*** Information ***

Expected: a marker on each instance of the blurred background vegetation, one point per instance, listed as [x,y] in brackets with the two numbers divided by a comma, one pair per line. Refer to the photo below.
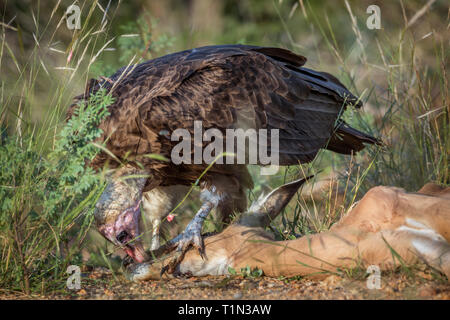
[46,196]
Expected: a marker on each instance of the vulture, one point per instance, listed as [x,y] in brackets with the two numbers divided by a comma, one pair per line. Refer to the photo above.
[221,87]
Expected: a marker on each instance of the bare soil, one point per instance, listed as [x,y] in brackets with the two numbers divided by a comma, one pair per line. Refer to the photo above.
[100,283]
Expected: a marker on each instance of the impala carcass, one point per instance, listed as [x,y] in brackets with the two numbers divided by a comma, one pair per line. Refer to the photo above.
[386,225]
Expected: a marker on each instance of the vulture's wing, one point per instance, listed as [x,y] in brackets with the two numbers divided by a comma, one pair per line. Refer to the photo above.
[225,87]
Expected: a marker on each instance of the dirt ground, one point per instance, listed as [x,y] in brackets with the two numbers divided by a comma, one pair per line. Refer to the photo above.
[101,284]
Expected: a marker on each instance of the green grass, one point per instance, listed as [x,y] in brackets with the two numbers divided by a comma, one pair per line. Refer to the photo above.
[47,194]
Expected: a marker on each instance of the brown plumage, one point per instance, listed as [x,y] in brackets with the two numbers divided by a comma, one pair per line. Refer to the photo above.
[230,86]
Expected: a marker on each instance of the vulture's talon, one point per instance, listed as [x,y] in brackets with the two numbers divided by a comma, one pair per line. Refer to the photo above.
[127,261]
[190,237]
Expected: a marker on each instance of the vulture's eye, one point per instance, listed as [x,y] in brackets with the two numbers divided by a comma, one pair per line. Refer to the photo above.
[121,237]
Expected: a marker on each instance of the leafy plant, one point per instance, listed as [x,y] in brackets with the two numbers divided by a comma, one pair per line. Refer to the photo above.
[47,202]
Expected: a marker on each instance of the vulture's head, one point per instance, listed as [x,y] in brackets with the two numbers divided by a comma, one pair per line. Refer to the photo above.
[117,212]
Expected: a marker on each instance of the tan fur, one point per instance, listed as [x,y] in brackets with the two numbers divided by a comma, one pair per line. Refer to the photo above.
[415,225]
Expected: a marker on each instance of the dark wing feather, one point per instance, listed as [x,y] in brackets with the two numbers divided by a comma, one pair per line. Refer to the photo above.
[225,87]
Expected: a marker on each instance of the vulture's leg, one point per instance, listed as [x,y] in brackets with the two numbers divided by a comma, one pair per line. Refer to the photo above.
[224,192]
[156,225]
[192,235]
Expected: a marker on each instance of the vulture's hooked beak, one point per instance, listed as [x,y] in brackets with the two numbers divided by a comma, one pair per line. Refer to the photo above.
[124,232]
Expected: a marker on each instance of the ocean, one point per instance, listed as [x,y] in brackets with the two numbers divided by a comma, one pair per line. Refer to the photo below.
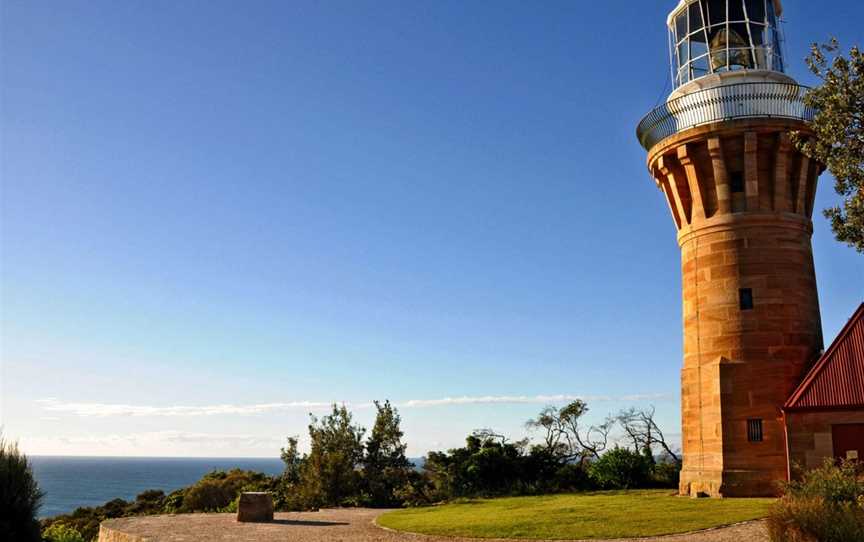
[71,482]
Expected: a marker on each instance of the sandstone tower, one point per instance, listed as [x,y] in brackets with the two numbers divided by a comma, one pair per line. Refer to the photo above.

*** End of Information ***

Your instructions:
Copy out the listing exactly as it stands, but not the pictures.

Finished exercise:
Expected: a marker on each instance of the blurred background vegetation, one point per instance, listed as [x,y] in brackets with the two numbers divided by a comma, one pair per line. Refer to the photo below.
[46,196]
Expected: a marker on each instance of the vulture, one point per instance, listed as [x,y] in brackets with the two numbers divided by a comma, one pair per line. Refer to the photo above.
[221,87]
Expected: a marker on each instance of the bare soil, one point per instance, listed as [x,y] in brackets with the two numbers divided by a comma, one pair per line. Refer to the photo above.
[100,283]
Expected: a marker on each instance of the impala carcass, one point per instance, listed as [x,y] in brackets with the two numbers divided by a comma, one pair per line. Refer to the photo above.
[386,225]
Expected: a marker on each instance of the vulture's wing, one point per instance, listed as [x,y] in brackets with the two numbers divided by a comma, one pair per line. Refer to the photo above.
[225,87]
Expected: a marker on each instance of the dirt ground, one point per instance, listed as [x,y] in brackets with the two numbers divided by a comma, one pair per line. Refer to the photo above.
[101,284]
Expected: a marker on each instance of the green grass, one point per instance, listed as [x,y] in brackets with the two numbers divided by a comma, one pair per line. Refer to the photo above.
[47,194]
Expected: a marker on each instance of the brown plumage, one point per instance, listed as [x,y] in brackets with the two numbers divided by a comma, one pair per line. Refer to the photo above.
[230,86]
Expected: a marker on each instance of the vulture's talon, one point per instance, listed as [x,y] in brackets with the two numbers divided by a comma, one pair per line. Refer to the photo above.
[127,261]
[190,237]
Expected: a marker on each instance of the vulture's eye, one point per instance, listed as [x,y] in brackets with the two numbers divided by a comma, one pair per line. Refer to the photo above.
[121,237]
Expected: a marker on each instance of the leafy plant, one point per instance, listed as [x,y] in brackets with the two numbers divided by a comma, one pair per line. Refer to the photo above.
[47,202]
Expected: a marker on each instance of the vulture's head, one point per instance, listed as [x,y] in brackets with the two numbers divided by a comma, one pair per line. Refer to the photo above.
[117,212]
Expected: a marker on each instance of the tan fur, one point per instance, listed as [x,y] in brackets with the two numbers divided by a comma, one pair per line. Refer to the photo above.
[415,225]
Expected: a marker on each instance of the dark wing feather, one point per instance, listed as [x,y] in brackets with the two numbers divided by a comma, one pair per line. Refer to the photo above.
[225,87]
Expected: a marker on each instance of the vulture's leg, one point per instance, listed as [x,y] in brackets with the two numbers divided by a comma, one pair per line. Refer to the photo above.
[224,192]
[156,225]
[192,235]
Expected: a marker on each instance of the vulture's hooked beak, one point per instance, listed as [x,y] in brackets with the two numbers divided by a comma, one pair per line. Refer to the photo above.
[124,232]
Expected: a marker on each instance of the ocean, one point per instance, listed as [x,y] in brackets with the two numbers divided by a comma, one pair per line. Refer to the photo below.
[71,482]
Expected: a marker on each instance of the sandstone tower, one point per instance, listed as [x,y] in brackets with the two numbers divided by a comma, one pair per line. Refer to the photo above.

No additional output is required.